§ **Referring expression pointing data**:
== Segment start ==

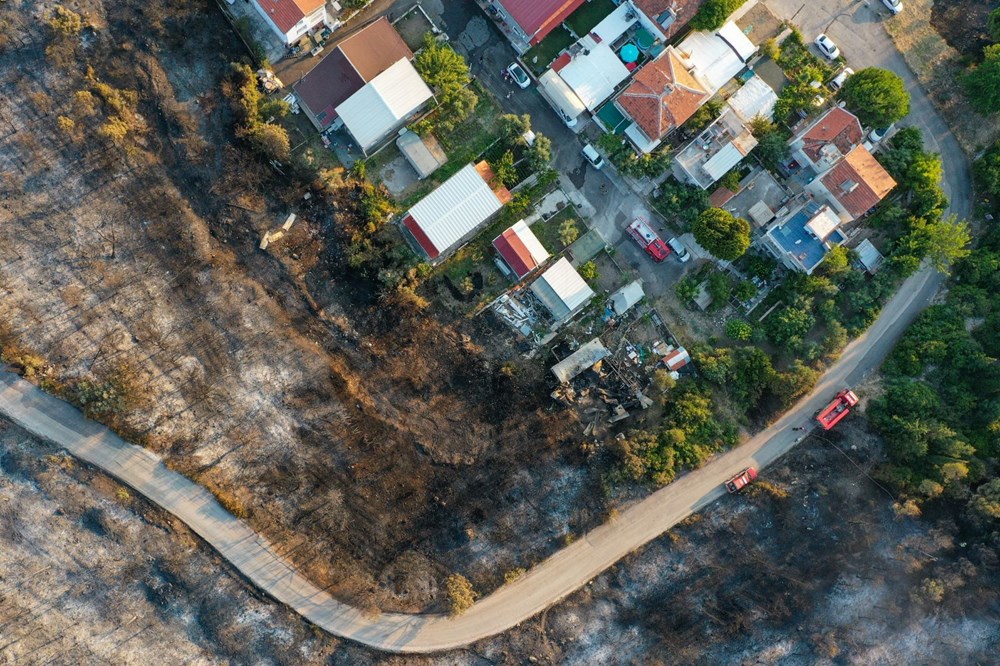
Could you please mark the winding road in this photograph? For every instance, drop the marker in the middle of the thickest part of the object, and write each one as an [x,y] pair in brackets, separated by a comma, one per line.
[564,572]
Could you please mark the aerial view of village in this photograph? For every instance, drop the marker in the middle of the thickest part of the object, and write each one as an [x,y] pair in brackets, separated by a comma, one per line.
[461,332]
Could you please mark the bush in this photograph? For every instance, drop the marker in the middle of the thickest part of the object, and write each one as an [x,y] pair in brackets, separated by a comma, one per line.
[712,14]
[876,96]
[725,236]
[461,595]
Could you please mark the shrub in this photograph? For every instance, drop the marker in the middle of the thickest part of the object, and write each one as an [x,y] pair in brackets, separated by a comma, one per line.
[461,594]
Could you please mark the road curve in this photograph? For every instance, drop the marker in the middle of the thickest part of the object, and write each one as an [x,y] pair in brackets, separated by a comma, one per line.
[567,570]
[56,421]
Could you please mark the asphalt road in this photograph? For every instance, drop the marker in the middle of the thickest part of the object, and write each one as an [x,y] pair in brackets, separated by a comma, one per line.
[572,567]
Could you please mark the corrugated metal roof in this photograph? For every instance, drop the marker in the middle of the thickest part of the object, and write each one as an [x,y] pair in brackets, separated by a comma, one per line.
[584,357]
[380,106]
[561,289]
[453,210]
[520,249]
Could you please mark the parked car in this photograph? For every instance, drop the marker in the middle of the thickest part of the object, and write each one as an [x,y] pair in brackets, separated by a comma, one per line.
[741,480]
[678,247]
[827,47]
[593,156]
[840,79]
[520,76]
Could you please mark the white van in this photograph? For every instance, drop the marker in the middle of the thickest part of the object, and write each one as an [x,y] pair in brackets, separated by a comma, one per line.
[593,156]
[679,250]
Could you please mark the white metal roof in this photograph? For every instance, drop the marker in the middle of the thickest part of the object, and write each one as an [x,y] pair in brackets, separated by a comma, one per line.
[594,76]
[623,299]
[561,94]
[561,289]
[755,98]
[716,58]
[379,107]
[456,208]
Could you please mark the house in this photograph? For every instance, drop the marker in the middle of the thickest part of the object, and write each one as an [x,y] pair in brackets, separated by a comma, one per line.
[290,19]
[424,153]
[590,68]
[349,66]
[527,22]
[660,98]
[754,99]
[384,104]
[715,58]
[856,184]
[802,239]
[520,250]
[449,216]
[562,291]
[667,16]
[586,357]
[822,144]
[717,149]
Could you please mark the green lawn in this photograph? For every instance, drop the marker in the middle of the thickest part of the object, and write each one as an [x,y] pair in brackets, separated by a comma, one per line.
[547,231]
[583,20]
[540,55]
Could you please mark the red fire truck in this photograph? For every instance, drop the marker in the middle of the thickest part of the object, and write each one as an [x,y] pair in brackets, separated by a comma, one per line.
[648,240]
[840,407]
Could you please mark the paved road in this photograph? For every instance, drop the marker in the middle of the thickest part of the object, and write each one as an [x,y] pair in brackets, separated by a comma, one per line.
[567,570]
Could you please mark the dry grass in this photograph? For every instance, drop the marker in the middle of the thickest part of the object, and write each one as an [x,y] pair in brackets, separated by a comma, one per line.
[938,69]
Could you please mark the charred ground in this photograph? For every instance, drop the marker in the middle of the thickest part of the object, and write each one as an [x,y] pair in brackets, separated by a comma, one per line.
[382,449]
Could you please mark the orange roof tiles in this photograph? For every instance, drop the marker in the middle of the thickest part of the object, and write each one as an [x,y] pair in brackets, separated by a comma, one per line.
[858,181]
[836,126]
[662,96]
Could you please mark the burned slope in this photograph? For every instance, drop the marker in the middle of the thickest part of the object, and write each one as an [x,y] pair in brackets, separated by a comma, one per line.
[352,436]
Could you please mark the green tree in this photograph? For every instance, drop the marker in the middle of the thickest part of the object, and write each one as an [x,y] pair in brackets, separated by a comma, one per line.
[789,325]
[982,83]
[986,169]
[876,96]
[461,594]
[568,232]
[725,236]
[737,329]
[712,14]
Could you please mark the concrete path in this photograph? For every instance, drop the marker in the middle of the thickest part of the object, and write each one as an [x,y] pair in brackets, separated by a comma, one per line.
[570,568]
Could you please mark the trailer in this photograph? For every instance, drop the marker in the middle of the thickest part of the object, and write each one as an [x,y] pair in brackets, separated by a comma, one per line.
[648,240]
[838,408]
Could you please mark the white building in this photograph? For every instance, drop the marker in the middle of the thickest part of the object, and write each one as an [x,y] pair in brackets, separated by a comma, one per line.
[449,216]
[384,104]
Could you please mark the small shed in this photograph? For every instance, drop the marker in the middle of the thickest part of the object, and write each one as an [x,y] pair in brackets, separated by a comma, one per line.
[622,300]
[424,153]
[520,249]
[562,291]
[582,359]
[869,256]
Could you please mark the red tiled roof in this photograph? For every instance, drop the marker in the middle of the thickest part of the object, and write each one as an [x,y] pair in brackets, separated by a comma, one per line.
[662,95]
[684,10]
[286,13]
[539,17]
[858,181]
[836,126]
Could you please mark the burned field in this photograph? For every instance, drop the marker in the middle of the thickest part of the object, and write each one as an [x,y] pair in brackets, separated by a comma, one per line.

== Segment end ==

§ **Description of the task**: Please output all the data exactly as given, with the pictures omitted.

§ **Solution**:
Could you please mark the winding road in this photograph? For every instance, drop the marker in the middle of the thickest part of the object, and write each one as an [x,y] pair in brackets, separated by a comma, one per line.
[564,572]
Could you please mark the aerial view of village in this photograph? For every instance, drop the marker in the middle of the thickest part of the object, and write each one as an [x,y] pair in brackets, separated by a comma, one per line.
[461,332]
Could you please mark the bush in this photograph? For every instance, drop the marker in the middle of the thickest part of the object, and write each one as an [x,y] pair in brackets, separated by a comma, one per line.
[712,14]
[876,96]
[725,236]
[461,595]
Could you please mark the shrub in this photograph? For every instance, drop the marker in the middle of the thickest part of the object, and write each one as an [x,y] pair in brackets, separated by a comma, one per line.
[461,594]
Could you please mark the road curve in this photograph? For every instance, drop the marker in the middle of the thickest part of the object, and write each one as an [x,y] pair in brackets, separated by a comma, one per line.
[567,570]
[56,421]
Could you please mark the asphalt road in this photograph? For every instance, drop the marker in the middle of the thickest part of the object, and write each one as an [x,y] pair in brackets, separated by a comma, one per line.
[572,567]
Could you please mark the corrugated metal roof in this photograph? For every instance, drop the marker in the middle of the thickest part of the object, and write each one as an [x,y] pair in brackets, separated by a comma, one per line.
[584,357]
[380,106]
[561,289]
[453,210]
[520,249]
Could you please mark the parked car in this photograph? For every instance, drop the marker in the middle of the thickest part of the object, and write each one as an [x,y] pair in brackets, separated by a comma, one per line.
[741,480]
[678,247]
[827,47]
[593,156]
[840,79]
[520,76]
Could you please mark the white van in this photograph? For every instance, drop the marker in the middle of the thickest part of the object, and write each one as an [x,y] pair in brackets, separated by a comma, one per line.
[593,156]
[679,250]
Could you please mark the white metal roof in this photograph? For every instance, drop the marker in the middle of the thickest part of the object, and write each one as an [x,y] pair in brackets, separated by a comma, one per line.
[594,76]
[623,299]
[561,94]
[561,289]
[755,98]
[716,58]
[379,107]
[456,208]
Could you please mark the house in this photograph? For every instance, drop the marker in the middle of the thickest part of the object, and write each one as an [x,y] pair in brackets, separated by a comma, one per line.
[290,19]
[424,153]
[590,68]
[349,66]
[527,22]
[660,98]
[754,99]
[384,104]
[715,58]
[856,184]
[802,239]
[520,250]
[449,216]
[562,291]
[667,16]
[586,357]
[822,144]
[717,149]
Could you please mark the green lawn in this photograph? For every instance, drop the marker in the middle of the thickest part of the object, and write each one as an [x,y] pair in brackets, separated by a comma, one per line.
[547,231]
[583,20]
[540,55]
Could you please mark the red fire truck in this photograph? For every instance, drop the marker in the middle of the thickest part of the object, and write each one as an [x,y] pair in brackets, separated by a comma, one per line.
[648,240]
[840,407]
Could you please mark the paved road in this photograph? For every instance, drop the marker in the middle of the thickest part of the object, and write each one as an [x,y] pair in brackets, separated by a comma, one per line.
[567,570]
Could you please mark the dry grass in this photograph? For every instance, drop the marker in the middle of the thickest part of the object, and write each one as an [x,y] pair in brackets, separated by a comma, one per line.
[938,69]
Could you please mark the charred ground in this photograph? For every instance, drop the marker in the middle of the thickest part of the object, and write each one as an [x,y] pair in brackets, separated by a comma, one per line.
[382,449]
Could you please mark the orange roof tiles in this photograph? For every instance, drop the marker in the middle of the thickest part of the object, and write each one as an [x,y] pair in brackets, separated by a comma, one per line.
[858,181]
[836,126]
[662,96]
Could you please mark the burned slope in this photograph? For every instance, drop the marker in the middle of the thickest part of the object, and write each one as an [x,y] pair in brackets, separated by a comma, one per line.
[352,436]
Could you please mark the green tree in this photograph? For every instance, drop the marker in the middle of the thickest part of the object, and write each one as an [x,y] pair in brackets, separated by a comma, one per line.
[789,325]
[982,83]
[986,169]
[876,96]
[461,594]
[568,232]
[725,236]
[737,329]
[712,14]
Could you please mark the concrete path in this photograph? For every instance, drop the marker in the middle of the thickest part of the object, and write each one as an [x,y] pair in brackets, separated by a comma, one per line.
[570,568]
Could you please mark the trailer in this photograph? For every instance, drop the marker in the middle of the thickest part of the object, and write each one as an [x,y] pair in brackets, separated by a comma, one per line.
[648,240]
[838,408]
Could you please mark the white building in this photograph? For every instance, drop the marker in the middle of the thickest part of the object, and write each one as an [x,y] pair in brackets, separated by a comma, one per line.
[449,216]
[384,104]
Could you please mark the small shed in this photograph? For every instance, drop the marker in the middle of the thickest part of the object, and write each one as an [x,y] pair in brackets, separated by a comma, one per line.
[622,300]
[424,153]
[520,249]
[562,291]
[582,359]
[869,256]
Could you please mark the red tiled roof in this photograph? For every instance, drop the marker in the middle of the thickest part of the object, and write each one as an [x,y] pair in brackets, separated by a comma, one per line.
[662,95]
[684,10]
[286,13]
[539,17]
[858,181]
[836,126]
Could you please mark the burned field in this photograph? For every instance, drop the marker in the middle of the thickest part of the object, and write each one as an [x,y] pair in brackets, separated by a comma, one per line.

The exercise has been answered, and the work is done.